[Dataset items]
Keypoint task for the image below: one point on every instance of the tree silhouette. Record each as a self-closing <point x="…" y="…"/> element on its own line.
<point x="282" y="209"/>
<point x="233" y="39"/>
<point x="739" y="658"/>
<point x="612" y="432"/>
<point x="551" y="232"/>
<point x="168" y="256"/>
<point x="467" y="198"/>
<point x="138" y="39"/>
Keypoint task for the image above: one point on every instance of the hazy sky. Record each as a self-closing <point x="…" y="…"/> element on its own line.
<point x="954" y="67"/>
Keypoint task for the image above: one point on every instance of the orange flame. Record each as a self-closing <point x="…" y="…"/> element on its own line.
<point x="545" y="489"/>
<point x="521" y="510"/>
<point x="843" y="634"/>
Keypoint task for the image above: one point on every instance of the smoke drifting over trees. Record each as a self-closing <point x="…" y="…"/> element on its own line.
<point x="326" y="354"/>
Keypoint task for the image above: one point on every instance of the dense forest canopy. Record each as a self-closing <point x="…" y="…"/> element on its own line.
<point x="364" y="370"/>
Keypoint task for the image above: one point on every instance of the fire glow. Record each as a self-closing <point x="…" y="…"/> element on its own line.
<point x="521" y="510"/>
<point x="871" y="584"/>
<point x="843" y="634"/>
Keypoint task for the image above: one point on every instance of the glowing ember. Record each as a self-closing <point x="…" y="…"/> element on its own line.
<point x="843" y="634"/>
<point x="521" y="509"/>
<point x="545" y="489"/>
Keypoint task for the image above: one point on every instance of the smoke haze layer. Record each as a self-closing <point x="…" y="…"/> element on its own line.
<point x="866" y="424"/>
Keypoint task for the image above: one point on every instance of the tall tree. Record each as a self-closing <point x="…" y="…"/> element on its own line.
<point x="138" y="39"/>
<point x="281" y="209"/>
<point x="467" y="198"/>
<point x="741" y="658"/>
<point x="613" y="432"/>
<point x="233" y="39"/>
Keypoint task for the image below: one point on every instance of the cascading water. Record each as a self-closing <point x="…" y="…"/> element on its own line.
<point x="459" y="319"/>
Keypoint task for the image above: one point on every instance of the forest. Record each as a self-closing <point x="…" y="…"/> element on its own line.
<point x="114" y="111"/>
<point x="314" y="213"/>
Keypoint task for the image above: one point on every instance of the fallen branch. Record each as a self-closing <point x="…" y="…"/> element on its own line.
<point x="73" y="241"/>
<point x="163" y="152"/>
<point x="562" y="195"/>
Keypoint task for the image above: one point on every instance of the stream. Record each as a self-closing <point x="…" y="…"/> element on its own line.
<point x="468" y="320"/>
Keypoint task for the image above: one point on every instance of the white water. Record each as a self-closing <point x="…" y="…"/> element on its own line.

*Job*: Every line of the data above should be reproduced word for word.

*Solved exercise*:
Keypoint task for the image below: one point on every instance of the tree silhouette. Record each as a self-closing <point x="…" y="…"/> element on its own line.
<point x="282" y="209"/>
<point x="233" y="39"/>
<point x="739" y="658"/>
<point x="612" y="432"/>
<point x="551" y="232"/>
<point x="168" y="256"/>
<point x="467" y="198"/>
<point x="138" y="39"/>
Keypoint task for the image above: one point on every instance of the hazy sky. Record each as a self-closing <point x="…" y="…"/> element on its own line.
<point x="954" y="67"/>
Keypoint task for the image above: one point on every instance of the orange flame. Record each as a self-closing <point x="…" y="…"/> element on its own line.
<point x="545" y="489"/>
<point x="521" y="510"/>
<point x="843" y="634"/>
Keypoint task for the image above: one point on every instance of the smoke drifting over trees. Record each as a self-closing <point x="…" y="…"/> element on its own line.
<point x="326" y="354"/>
Keypoint task for the image above: one point on every instance of the dense forest canopy. Record each as a self-closing <point x="…" y="…"/> element on its own line.
<point x="364" y="370"/>
Keypoint task for the image above: one point on every instance of the fire glow. Record each as a self-closing <point x="…" y="…"/> element on its own line.
<point x="521" y="510"/>
<point x="871" y="584"/>
<point x="843" y="634"/>
Keypoint task for the image above: one point on every instance of the glowing ember. Record each as a self-closing <point x="…" y="…"/> element on its own line.
<point x="843" y="634"/>
<point x="521" y="509"/>
<point x="545" y="489"/>
Keypoint task for the image above: one point on every instance of the smoke haze layer. Record each as a self-closing <point x="…" y="…"/> element on its own line.
<point x="866" y="424"/>
Keypoint task for the image above: one point on every instance of the tall tree. Record each as a self-closing <point x="…" y="…"/> element on its own line.
<point x="138" y="39"/>
<point x="281" y="209"/>
<point x="467" y="198"/>
<point x="741" y="658"/>
<point x="613" y="432"/>
<point x="233" y="39"/>
Keypoint task for the image below: one point on every instance of the cascading water. Record each as a self-closing <point x="…" y="…"/> element on its own line.
<point x="459" y="319"/>
Keypoint task for the image above: one point on every instance of the forest. Record each as a self-closing <point x="…" y="…"/> element on its own line.
<point x="114" y="111"/>
<point x="314" y="213"/>
Keypoint task for the image above: one point on every instance of the fallen branch. Record each as a self-closing <point x="…" y="…"/> element on its own line.
<point x="73" y="241"/>
<point x="163" y="152"/>
<point x="562" y="195"/>
Keypoint task for the image above: one point on every instance of the stream. Record each as a self-closing <point x="…" y="…"/> element on its own line.
<point x="468" y="320"/>
Keypoint task for the image above: one point on every instance of the white water. Record each as a self-closing <point x="…" y="…"/> element on its own line.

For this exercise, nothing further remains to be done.